Document excerpt:
>>>
Ms. Maathai: Your vision has changed. Your perception has changed. Your consciousness has changed. And so you come, and you tell people, “Now, how can you accept that?” And they want to say, “What?”
Ms. Tippett: Right, right, because you suddenly see it.
Ms. Maathai: Yeah, you suddenly see it, and you see it so clearly, so you’re passionate about it, and sometimes people here don’t understand what burns you.
Ms. Tippett: You know, it’s so true. I was reading about the work you’re doing — I mean, a tree is a simple thing, right? But when you talk about the observations you started to make in listening, initially, it sounds like, in the ’70s to women in Africa, and you started to suddenly see this simple equation between trees and having to walk far for water and soil erosion and lack of work and lack of fodder for animals and malnutrition, and you wonder how that simple equation had broken apart. I suppose that’s a very common human paradox, but …
Ms. Maathai: Yeah, I think that is so true. One of the things that happens — and this happens to us whether it is because we are going through a colonial experience like we were, or you’re going through an industrial experience like many people would experience in a country like America and other industrialized countries. What happens is that you slowly moved from the world you knew, and you move into another world, and most of the times, you move into a world that you believe is better. That’s why we are told this is development.
Ms. Tippett: Right, progress.
Ms. Maathai: This is progress. We accept it. And it takes us some time to realize, “Wait a minute.” Maybe it was not all good progress. Some aspects of it is not quite all right, and you begin to see how things have become disconnected. And now the challenge is to see, how can you connect them again? How can you make people see the linkages?
Ms. Tippett: That, in fact, are organic.
Ms. Maathai: Yeah.
[“African Oasis II” by Sweet Honey in the Rock]
Ms. Tippett: I’m Krista Tippett, and this is On Being. Today, one of my favorite interviews ever, from deep in our archive, with the late Nobel Peace Prize laureate Wangari Maathai. The first African woman to hold that honor and a biologist, she was prescient about the links becoming clearer all the time between ecology and human flourishing. She founded the Green Belt Movement in 1977, while she was the first female department chair ever at the University of Nairobi.
<<<
What comes next in the Wangari Maathai interview transcript? Continue it from its last line.

[Dataset entries]
>>>
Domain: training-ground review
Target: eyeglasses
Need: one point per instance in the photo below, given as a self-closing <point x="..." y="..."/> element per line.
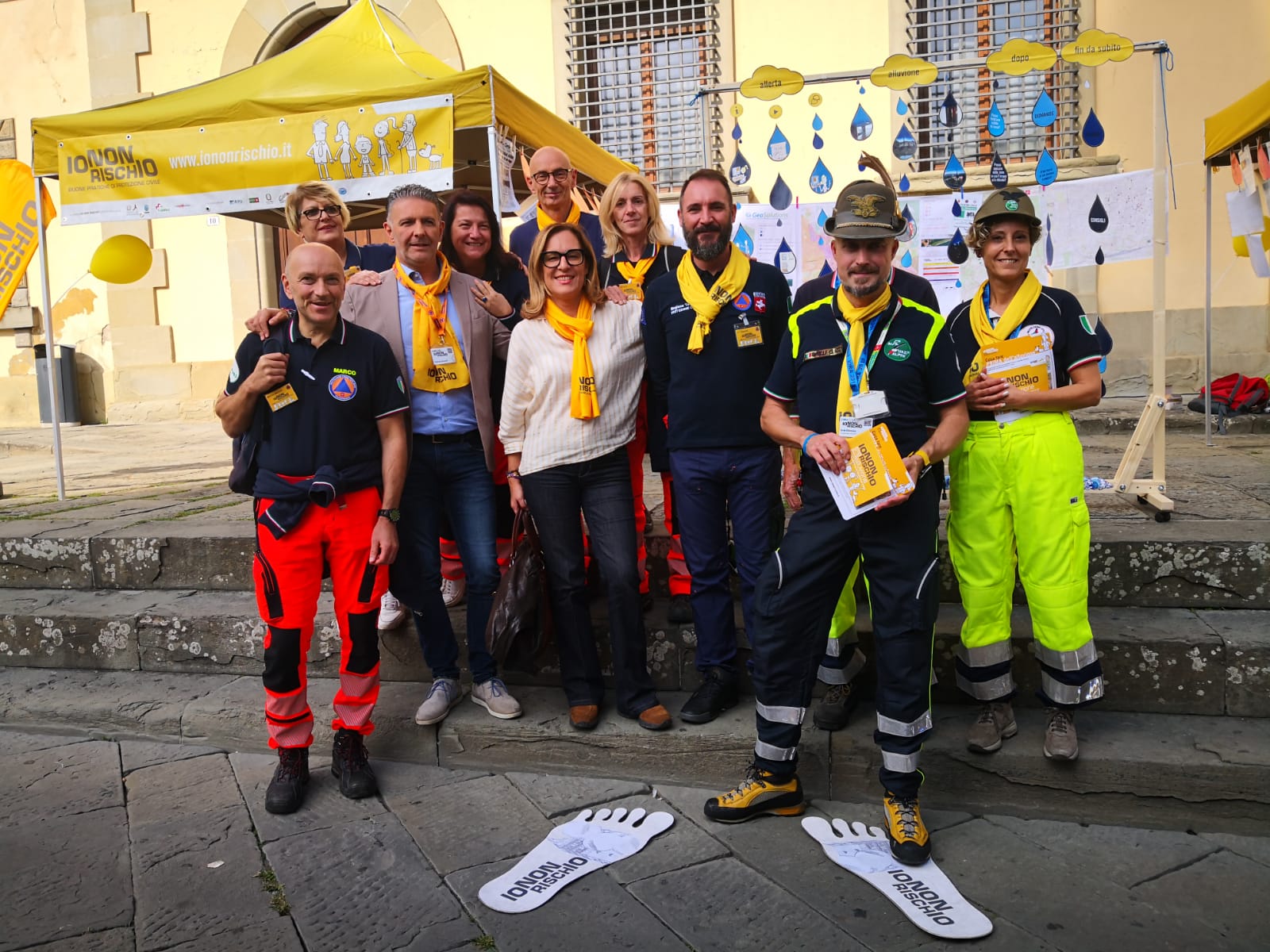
<point x="314" y="213"/>
<point x="560" y="175"/>
<point x="575" y="257"/>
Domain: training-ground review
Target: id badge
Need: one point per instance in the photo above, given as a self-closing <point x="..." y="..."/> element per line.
<point x="283" y="397"/>
<point x="851" y="425"/>
<point x="872" y="403"/>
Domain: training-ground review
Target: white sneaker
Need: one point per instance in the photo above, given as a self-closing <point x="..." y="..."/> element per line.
<point x="454" y="590"/>
<point x="492" y="695"/>
<point x="441" y="700"/>
<point x="391" y="612"/>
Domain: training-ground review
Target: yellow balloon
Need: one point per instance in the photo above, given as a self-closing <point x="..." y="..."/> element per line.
<point x="121" y="259"/>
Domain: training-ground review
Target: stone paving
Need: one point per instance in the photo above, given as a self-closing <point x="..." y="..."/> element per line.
<point x="131" y="846"/>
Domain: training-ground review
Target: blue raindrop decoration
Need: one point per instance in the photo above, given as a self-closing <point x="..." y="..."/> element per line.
<point x="954" y="173"/>
<point x="1045" y="112"/>
<point x="905" y="146"/>
<point x="781" y="197"/>
<point x="996" y="121"/>
<point x="821" y="181"/>
<point x="997" y="175"/>
<point x="1099" y="220"/>
<point x="861" y="125"/>
<point x="1047" y="169"/>
<point x="778" y="146"/>
<point x="1092" y="131"/>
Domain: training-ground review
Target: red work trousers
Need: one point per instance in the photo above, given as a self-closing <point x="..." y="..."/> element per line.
<point x="289" y="574"/>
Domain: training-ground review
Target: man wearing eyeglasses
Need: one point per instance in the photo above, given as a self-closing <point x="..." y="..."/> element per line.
<point x="318" y="215"/>
<point x="552" y="179"/>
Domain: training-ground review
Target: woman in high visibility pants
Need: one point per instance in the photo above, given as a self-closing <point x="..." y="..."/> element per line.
<point x="1018" y="484"/>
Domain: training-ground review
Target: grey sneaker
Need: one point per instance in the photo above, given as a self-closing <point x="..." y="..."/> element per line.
<point x="996" y="723"/>
<point x="493" y="696"/>
<point x="1060" y="735"/>
<point x="444" y="696"/>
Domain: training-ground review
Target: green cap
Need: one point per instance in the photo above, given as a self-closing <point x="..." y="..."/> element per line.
<point x="1007" y="201"/>
<point x="865" y="209"/>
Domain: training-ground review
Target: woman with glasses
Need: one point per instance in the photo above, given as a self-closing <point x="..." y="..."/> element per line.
<point x="471" y="240"/>
<point x="573" y="376"/>
<point x="317" y="213"/>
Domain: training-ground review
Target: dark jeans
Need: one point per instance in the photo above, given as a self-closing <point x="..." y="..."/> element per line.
<point x="451" y="479"/>
<point x="711" y="486"/>
<point x="601" y="489"/>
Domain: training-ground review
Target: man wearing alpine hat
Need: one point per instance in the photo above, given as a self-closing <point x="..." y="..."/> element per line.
<point x="851" y="361"/>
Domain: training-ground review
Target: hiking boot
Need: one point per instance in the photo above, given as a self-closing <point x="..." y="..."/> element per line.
<point x="444" y="696"/>
<point x="1060" y="734"/>
<point x="835" y="708"/>
<point x="996" y="723"/>
<point x="391" y="612"/>
<point x="454" y="590"/>
<point x="910" y="841"/>
<point x="761" y="793"/>
<point x="679" y="611"/>
<point x="348" y="763"/>
<point x="717" y="693"/>
<point x="492" y="695"/>
<point x="286" y="790"/>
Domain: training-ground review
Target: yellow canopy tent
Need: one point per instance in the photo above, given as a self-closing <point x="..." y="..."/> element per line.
<point x="360" y="57"/>
<point x="1245" y="122"/>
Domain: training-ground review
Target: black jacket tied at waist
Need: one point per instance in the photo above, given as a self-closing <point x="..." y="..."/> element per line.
<point x="292" y="498"/>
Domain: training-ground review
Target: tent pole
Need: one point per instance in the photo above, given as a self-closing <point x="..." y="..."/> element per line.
<point x="1208" y="302"/>
<point x="50" y="340"/>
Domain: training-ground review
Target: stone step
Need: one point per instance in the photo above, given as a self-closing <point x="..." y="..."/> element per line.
<point x="1172" y="771"/>
<point x="1156" y="660"/>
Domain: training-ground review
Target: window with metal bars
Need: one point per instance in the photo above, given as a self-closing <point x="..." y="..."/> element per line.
<point x="634" y="69"/>
<point x="948" y="31"/>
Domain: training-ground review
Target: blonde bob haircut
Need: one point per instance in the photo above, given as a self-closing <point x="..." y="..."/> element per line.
<point x="977" y="236"/>
<point x="657" y="232"/>
<point x="537" y="301"/>
<point x="319" y="192"/>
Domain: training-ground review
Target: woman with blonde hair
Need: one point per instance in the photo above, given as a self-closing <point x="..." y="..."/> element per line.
<point x="573" y="376"/>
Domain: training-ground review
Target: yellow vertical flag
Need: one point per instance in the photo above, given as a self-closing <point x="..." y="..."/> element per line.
<point x="19" y="230"/>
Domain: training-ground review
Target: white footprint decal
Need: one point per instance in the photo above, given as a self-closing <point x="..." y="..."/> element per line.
<point x="586" y="843"/>
<point x="921" y="892"/>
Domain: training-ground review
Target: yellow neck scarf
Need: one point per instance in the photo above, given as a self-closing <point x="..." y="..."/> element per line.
<point x="857" y="340"/>
<point x="708" y="304"/>
<point x="1016" y="313"/>
<point x="546" y="221"/>
<point x="432" y="330"/>
<point x="583" y="400"/>
<point x="634" y="273"/>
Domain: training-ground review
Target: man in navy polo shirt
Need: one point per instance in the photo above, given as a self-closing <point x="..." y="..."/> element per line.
<point x="332" y="463"/>
<point x="711" y="330"/>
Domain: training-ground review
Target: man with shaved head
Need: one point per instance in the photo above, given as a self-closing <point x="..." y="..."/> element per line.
<point x="552" y="179"/>
<point x="327" y="405"/>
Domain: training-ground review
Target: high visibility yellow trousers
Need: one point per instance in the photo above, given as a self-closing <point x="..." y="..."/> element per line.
<point x="1018" y="495"/>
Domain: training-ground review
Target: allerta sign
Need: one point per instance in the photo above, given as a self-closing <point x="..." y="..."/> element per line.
<point x="362" y="152"/>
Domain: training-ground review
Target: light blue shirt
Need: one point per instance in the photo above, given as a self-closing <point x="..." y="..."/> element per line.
<point x="451" y="412"/>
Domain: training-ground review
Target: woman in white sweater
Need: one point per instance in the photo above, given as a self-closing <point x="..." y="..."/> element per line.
<point x="573" y="378"/>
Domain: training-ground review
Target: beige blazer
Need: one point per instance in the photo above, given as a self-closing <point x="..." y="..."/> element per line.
<point x="486" y="338"/>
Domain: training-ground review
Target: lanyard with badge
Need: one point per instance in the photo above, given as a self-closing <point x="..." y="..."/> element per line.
<point x="868" y="405"/>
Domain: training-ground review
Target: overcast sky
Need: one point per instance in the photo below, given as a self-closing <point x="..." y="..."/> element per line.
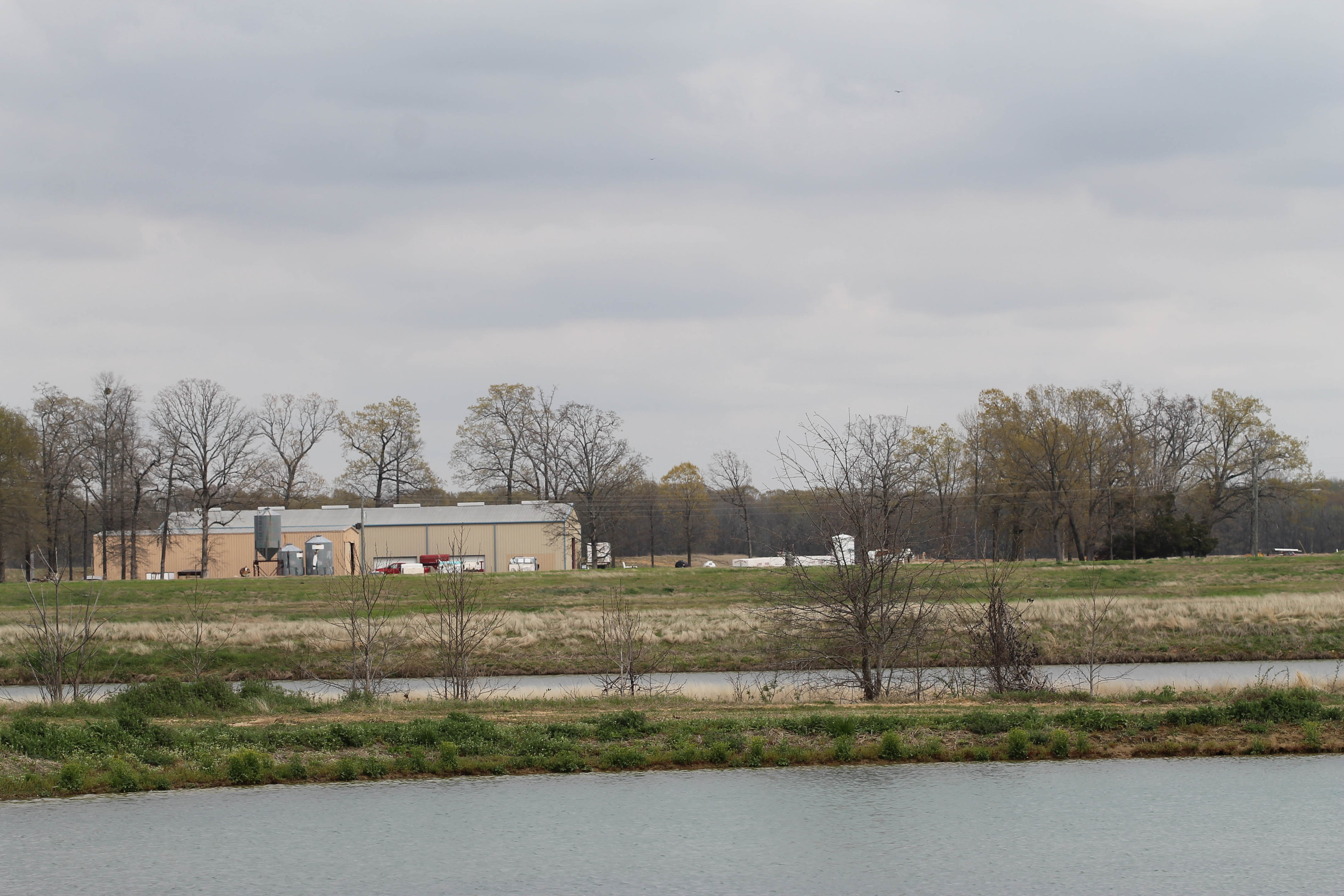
<point x="709" y="218"/>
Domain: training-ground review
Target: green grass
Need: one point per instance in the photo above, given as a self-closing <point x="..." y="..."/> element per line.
<point x="708" y="593"/>
<point x="698" y="588"/>
<point x="144" y="743"/>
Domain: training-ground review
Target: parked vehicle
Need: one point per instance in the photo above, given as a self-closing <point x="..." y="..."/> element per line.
<point x="402" y="568"/>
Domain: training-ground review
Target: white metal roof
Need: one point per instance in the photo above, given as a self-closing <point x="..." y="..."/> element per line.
<point x="343" y="519"/>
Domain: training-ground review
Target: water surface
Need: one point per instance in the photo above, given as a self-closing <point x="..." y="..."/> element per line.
<point x="1234" y="825"/>
<point x="720" y="686"/>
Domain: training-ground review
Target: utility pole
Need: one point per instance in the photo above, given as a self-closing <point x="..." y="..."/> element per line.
<point x="363" y="569"/>
<point x="1254" y="499"/>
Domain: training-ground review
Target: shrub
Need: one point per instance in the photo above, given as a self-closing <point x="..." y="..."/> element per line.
<point x="424" y="733"/>
<point x="448" y="755"/>
<point x="566" y="762"/>
<point x="893" y="748"/>
<point x="245" y="768"/>
<point x="72" y="777"/>
<point x="624" y="758"/>
<point x="931" y="749"/>
<point x="842" y="726"/>
<point x="472" y="734"/>
<point x="1089" y="719"/>
<point x="818" y="723"/>
<point x="623" y="726"/>
<point x="1293" y="704"/>
<point x="121" y="778"/>
<point x="1312" y="735"/>
<point x="351" y="735"/>
<point x="982" y="722"/>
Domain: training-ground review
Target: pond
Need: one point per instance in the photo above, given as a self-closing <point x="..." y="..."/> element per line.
<point x="721" y="686"/>
<point x="1229" y="825"/>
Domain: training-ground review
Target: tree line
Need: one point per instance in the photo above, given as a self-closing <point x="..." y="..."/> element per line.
<point x="1096" y="473"/>
<point x="1065" y="473"/>
<point x="81" y="468"/>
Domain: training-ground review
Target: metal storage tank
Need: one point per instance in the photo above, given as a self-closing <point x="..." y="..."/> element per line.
<point x="291" y="561"/>
<point x="318" y="557"/>
<point x="266" y="534"/>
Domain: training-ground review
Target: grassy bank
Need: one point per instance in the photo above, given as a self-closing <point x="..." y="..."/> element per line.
<point x="167" y="737"/>
<point x="669" y="589"/>
<point x="1219" y="609"/>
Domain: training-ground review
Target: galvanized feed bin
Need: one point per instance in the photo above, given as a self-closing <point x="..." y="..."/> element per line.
<point x="266" y="529"/>
<point x="318" y="557"/>
<point x="291" y="561"/>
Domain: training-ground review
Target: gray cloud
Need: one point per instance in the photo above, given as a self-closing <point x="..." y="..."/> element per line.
<point x="713" y="218"/>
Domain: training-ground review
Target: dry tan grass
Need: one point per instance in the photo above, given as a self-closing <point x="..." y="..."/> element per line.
<point x="1319" y="612"/>
<point x="1145" y="620"/>
<point x="518" y="630"/>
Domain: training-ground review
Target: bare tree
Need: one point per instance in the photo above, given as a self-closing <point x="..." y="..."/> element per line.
<point x="941" y="465"/>
<point x="491" y="442"/>
<point x="18" y="452"/>
<point x="294" y="426"/>
<point x="601" y="467"/>
<point x="996" y="635"/>
<point x="195" y="639"/>
<point x="144" y="459"/>
<point x="57" y="422"/>
<point x="216" y="437"/>
<point x="685" y="490"/>
<point x="545" y="448"/>
<point x="854" y="621"/>
<point x="60" y="636"/>
<point x="385" y="452"/>
<point x="367" y="630"/>
<point x="111" y="430"/>
<point x="170" y="471"/>
<point x="628" y="652"/>
<point x="456" y="626"/>
<point x="730" y="477"/>
<point x="1099" y="625"/>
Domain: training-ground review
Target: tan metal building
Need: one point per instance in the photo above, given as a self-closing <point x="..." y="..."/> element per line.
<point x="487" y="535"/>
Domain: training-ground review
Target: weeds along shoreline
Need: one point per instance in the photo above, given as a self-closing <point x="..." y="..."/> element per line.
<point x="170" y="737"/>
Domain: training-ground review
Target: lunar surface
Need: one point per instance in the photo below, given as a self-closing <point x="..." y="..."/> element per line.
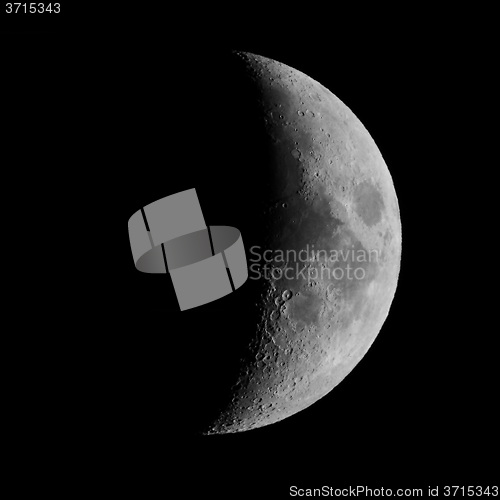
<point x="327" y="262"/>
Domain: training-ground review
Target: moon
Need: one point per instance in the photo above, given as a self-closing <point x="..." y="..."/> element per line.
<<<
Exercise answer:
Ms. Tippett: So how did you start planting trees?
Ms. Maathai: Well, in the University of Nairobi, there were very few women. There were actually — there were originally two of us and then three. We were being very badly treated because the university had never dealt with women academic members of staff, so they didn’t have terms of service. But one thing they knew is that we should not enjoy the same terms of service as men. But they didn’t know how to draft our terms of service.
But before they got there, we were complaining like mad that we should not be discriminated against, and as part of this campaign, I joined the National Council of Women to represent the Association of University Women. Now, you’ll remember, in 1975, the first United Nations Women’s Conference was in Mexico, and I found myself in a forum where Kenyan women were discussing the agenda that we should take to Mexico. And I came in. I had my own agenda about the discrimination of women at the University of Nairobi.
But when I got there, then I listened to what the rural women were talking about. And it was the rural women’s story that actually struck me, and I completely forgot my story because, for me, by comparison, I was complaining about minutia — by comparison to what these women were really asking for. They were asking for water. They were asking for food, nutritious food. They were asking for energy, which was mainly firewood. And they were saying they have no income.
When I listened to what they were saying, it so happened that many of these women also came from the highlands, in the same highlands where I grew up. And it struck me that in that period of less than 10 years, so much change had taken place in the environment — that water was no longer clean, yet when I was a child, I would go to the river, and I fetch water for my mother. I would come home. We would drink it. We didn’t even boil it. And there was no firewood, and as a child, I was collecting firewood for my mother in the wood lots, but all these wood lots had been cleared to make way for tea and coffee. And because of the new commercial agriculture and because of clearing the bushes, now there was massive soil erosion and leaching of agrichemicals into the water. So the water was no longer clean.
And that’s why, in my acceptance speech, I talked about the fact that in this …
Ms. Tippett: For the Nobel Prize?
Ms. Maathai: Yeah, for the Nobel Prize. You remember, I mentioned that I was shocked by the fact that the stream where I used to play as a child with tadpoles dried up, and the fig tree that my mother had talked about had been cut to make way for tea. And so I told the women, “Now, you know what I think? We should plant trees.”
Ms. Tippett: You started with seven trees. Is that right?
Ms. Maathai: I planted seven trees. Five died, two survived.
Ms. Tippett: In downtown Nairobi.
Ms. Maathai: In downtown Nairobi. And the two are still alive, which is fantastic. But the important thing for me was to see the linkage, and that’s what I try to encourage people to do. If you’re going to do anything for the environment, you have to see what has been disconnected.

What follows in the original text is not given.